- **Given task 1**
In the passage on marine diesel engine lubrication below, what term describes a lubricant's ability to cover a metal surface?
- **Given task 2**
Proceed with the passage on marine diesel engine lubrication below, picking up right after its final sentence.

As is well known, the main purpose of a lubricant is to provide a fluid film between moving metal surfaces to prevent metal-to-metal contact. Any portion of the metal surface not covered by the lubricant is a potential site for severe wear, scuffing and corrosion to take place. Premature wear, scuffing or corrosion will necessitate the replacement of parts sooner than normal, resulting in increased maintenance costs. Furthermore, any wear debris can cause damage in other parts of the engine.
In marine diesel engines, particularly the cross-headed type, which uses a separate oil system to lubricate the upper cylinder chamber (piston, rings and cylinder liners) where combustion occurs, the ability of the lubricant to cover all metal surfaces adequately and quickly is of paramount importance. The ability of a lubricant to cover a metal surface is known as its "spreadability" characteristic, which also measures its effectiveness in use.
The method used to lubricate the upper cylinder area of a cross-headed marine diesel engine consists of injecting the lubricant into the cylinder through a series of orifices (quills) that are located around the upper circumference of the cylinder. As the lubricant is injected it runs down and across the cylinder liner providing a film over the surface that should prevent metal-to-metal contact between the cylinder liner, piston rings and piston skirt as the piston travels in the combustion chamber.

- **Record excerpts**
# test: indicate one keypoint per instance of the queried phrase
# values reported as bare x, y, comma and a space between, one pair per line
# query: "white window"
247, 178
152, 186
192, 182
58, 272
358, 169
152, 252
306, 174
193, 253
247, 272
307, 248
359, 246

- **Task output 1**
Its "spreadability" characteristic.

- **Task output 2**
The problem addressed by the present invention is based on the observation that in many instances the lubricant does not cover the entire cylinder liner surface, leaving dry spots that are potential wear sites. Usually, the area directly under the quills is covered with an oil film but the area adjacent to the quills is dry because of the oil's poor spreadability.
One method of improving the spreadability of oil over the cylinder liner would be to redesign the injector/quill system. This approach would not only be impractical but would be economically prohibitive. Another means of improving spreadability would be to use a lower viscosity lubricant. However, since marine engines are designed to use SAE 50 grade cylinder oils for proper film strength, a lower viscosity product would not support the stresses occurring in this area of the engine and film breakage might be greater than desired, leaving additional areas of unprotected metal.
Another factor to consider is the increased use of high sulfur oils requiring the spreadability of lubricants to be such that they can be readily dispersed on diesel cylinder surfaces to neutralize acidic combustion products, thus preventing costly cylinder and piston ring corrosion and damage.
2. Description of the Prior Art
The relevant prior art is directed mainly to compositions useful in 2-cycle gasoline engines and not to spreadability in 2-cycle marine diesels. This art includes Belgian Patent 792,960 which uses a polyalkylene glycol of the formula HO(RO)n H where R is a divalent aliphatic radical and n is 2 to 50. Japanese Patent 5 4160401 suggests adding a polyoxyethylene glycol monoalkylether to a two-stroke engine oil to decrease the amount of soot in the exhaust.
Certain properties of the additives used herein are tabulated in the brochure, "Tergitol Surfactants," published by Union Carbide Corporation in September 1975.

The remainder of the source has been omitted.